### [Listed records]
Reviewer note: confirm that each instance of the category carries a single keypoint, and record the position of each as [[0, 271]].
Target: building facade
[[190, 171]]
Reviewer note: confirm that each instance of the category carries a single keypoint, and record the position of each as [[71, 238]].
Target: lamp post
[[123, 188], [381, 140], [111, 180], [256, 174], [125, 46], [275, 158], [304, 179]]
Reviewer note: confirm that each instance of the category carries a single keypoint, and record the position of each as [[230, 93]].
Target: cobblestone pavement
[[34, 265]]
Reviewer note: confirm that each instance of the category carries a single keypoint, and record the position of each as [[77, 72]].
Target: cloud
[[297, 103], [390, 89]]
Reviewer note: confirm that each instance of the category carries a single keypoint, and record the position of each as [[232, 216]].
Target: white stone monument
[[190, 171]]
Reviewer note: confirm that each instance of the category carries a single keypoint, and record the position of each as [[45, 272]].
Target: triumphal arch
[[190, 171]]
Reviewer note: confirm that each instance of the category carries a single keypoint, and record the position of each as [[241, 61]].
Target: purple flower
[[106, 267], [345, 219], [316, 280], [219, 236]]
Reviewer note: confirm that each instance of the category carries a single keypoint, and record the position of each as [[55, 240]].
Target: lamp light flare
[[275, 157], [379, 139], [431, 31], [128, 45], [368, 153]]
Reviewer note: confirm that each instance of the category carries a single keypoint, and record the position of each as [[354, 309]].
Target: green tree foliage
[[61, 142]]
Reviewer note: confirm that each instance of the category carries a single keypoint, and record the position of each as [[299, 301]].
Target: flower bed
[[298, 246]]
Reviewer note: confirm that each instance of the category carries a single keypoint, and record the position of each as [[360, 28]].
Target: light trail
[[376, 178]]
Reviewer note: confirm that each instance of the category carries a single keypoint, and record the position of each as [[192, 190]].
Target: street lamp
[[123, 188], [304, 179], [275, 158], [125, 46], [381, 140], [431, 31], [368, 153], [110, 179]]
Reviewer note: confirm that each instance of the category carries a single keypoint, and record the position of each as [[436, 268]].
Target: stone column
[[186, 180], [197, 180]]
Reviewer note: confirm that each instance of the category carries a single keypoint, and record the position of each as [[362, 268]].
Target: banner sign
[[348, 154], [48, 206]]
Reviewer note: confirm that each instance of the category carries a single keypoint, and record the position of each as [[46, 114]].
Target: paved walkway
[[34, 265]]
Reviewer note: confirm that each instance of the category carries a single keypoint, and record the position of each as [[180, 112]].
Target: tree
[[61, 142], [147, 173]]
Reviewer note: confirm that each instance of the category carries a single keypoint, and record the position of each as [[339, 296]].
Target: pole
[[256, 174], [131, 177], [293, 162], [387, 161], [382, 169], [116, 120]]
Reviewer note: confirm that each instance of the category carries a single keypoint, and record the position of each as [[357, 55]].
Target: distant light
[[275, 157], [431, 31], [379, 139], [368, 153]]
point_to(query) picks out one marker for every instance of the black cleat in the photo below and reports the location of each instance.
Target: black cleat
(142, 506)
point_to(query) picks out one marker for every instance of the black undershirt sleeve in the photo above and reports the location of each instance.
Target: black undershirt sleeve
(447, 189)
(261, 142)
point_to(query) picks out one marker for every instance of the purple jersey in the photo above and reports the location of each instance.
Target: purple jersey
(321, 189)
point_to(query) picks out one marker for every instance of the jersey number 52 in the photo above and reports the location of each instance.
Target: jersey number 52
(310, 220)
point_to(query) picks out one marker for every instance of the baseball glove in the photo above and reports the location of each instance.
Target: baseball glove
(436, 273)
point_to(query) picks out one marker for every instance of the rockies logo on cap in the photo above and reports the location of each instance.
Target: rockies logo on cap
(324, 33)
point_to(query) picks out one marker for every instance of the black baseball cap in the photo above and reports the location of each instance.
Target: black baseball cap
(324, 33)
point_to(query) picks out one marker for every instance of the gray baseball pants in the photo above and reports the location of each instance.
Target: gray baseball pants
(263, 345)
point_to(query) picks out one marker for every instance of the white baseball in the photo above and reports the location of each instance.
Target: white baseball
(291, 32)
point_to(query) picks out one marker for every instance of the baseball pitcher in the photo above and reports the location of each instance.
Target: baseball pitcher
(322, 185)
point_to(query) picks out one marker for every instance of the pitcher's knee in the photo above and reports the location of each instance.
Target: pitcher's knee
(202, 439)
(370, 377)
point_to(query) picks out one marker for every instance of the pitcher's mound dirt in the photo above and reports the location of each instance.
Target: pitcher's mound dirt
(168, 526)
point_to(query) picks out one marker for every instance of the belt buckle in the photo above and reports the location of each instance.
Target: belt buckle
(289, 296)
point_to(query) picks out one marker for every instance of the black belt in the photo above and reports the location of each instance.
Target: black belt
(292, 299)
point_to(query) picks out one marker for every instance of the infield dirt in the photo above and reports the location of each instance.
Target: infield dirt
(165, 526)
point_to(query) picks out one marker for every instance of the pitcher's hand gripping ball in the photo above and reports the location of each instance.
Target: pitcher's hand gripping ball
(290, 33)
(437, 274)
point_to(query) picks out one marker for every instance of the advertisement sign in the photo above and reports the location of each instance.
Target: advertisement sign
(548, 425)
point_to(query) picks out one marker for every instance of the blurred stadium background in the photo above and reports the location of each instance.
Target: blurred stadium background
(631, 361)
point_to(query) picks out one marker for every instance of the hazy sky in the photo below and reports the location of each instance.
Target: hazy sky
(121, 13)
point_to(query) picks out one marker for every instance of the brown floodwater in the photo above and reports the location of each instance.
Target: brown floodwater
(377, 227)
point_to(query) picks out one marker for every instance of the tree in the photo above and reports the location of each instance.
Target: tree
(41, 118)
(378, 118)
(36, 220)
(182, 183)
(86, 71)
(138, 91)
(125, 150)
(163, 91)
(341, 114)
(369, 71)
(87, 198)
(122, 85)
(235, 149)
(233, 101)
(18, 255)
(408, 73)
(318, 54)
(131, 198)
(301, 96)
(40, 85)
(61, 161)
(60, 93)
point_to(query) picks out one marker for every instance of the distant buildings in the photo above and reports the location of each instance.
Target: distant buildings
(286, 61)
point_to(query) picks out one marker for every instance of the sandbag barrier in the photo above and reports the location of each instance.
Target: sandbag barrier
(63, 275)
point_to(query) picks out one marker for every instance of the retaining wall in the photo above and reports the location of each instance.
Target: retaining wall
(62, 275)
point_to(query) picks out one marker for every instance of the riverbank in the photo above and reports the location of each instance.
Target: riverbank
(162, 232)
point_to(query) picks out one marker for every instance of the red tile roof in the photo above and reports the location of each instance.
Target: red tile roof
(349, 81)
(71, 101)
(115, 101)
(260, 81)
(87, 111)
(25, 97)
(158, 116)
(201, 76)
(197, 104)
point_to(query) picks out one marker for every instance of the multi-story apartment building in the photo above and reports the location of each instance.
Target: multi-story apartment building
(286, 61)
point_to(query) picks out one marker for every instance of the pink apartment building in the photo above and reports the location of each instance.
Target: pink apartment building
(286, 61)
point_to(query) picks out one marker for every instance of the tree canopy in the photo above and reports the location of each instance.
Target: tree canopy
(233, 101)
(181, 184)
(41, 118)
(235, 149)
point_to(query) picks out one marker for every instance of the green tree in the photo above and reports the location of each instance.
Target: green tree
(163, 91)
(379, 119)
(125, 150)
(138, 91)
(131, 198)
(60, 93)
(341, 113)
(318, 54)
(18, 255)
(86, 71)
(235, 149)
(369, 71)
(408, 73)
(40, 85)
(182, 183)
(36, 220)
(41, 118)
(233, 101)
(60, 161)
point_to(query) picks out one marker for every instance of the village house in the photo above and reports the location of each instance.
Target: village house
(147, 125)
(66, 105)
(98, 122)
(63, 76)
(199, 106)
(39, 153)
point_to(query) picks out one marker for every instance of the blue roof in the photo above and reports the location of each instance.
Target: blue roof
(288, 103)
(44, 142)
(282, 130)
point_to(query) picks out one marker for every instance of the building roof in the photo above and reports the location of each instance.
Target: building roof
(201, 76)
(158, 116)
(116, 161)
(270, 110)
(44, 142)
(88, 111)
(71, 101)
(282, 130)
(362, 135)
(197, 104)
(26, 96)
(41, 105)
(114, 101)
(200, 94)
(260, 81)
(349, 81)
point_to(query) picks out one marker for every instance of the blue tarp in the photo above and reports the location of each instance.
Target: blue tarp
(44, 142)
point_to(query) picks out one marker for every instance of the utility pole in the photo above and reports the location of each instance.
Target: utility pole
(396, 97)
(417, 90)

### [Prompt]
Write out, from the lines above, only those from the line with "of the gray" to the line with "of the infield", exactly as given, including the first and the last.

### [Solution]
point_to(query) picks out one marker for every instance of the gray baseball pants in the photo above and reports the location of each instance.
Target: gray baseball pants
(263, 345)
point_to(query) picks out one marker for every instance of the white baseball in the photo above and reports the location of each instance.
Target: white baseball
(291, 32)
point_to(query) picks out one marker for every instance of the baseball pitcher in the photo above and reports the location of each instance.
Target: baseball pitcher
(322, 185)
point_to(query) picks out one marker for every instance of the pitcher's knee in the photo above and reports the location of each instance.
Target: pitcher's knee
(202, 439)
(370, 377)
point_to(query) picks out one marker for every instance of the pitcher's mound dirt in the photo above and reports the location of each instance.
Target: pitcher's mound dirt
(168, 526)
point_to(query) picks out one marker for every instance of the belt buckle in the photo above and reports the location of each instance.
Target: belt buckle
(289, 296)
point_to(query) picks out one marker for every instance of the black belt in the photo above and reports the location of each instance.
Target: black belt
(292, 299)
point_to(query) picks out one marker for every instance of the infield dirt in the photo above and reports the location of each instance.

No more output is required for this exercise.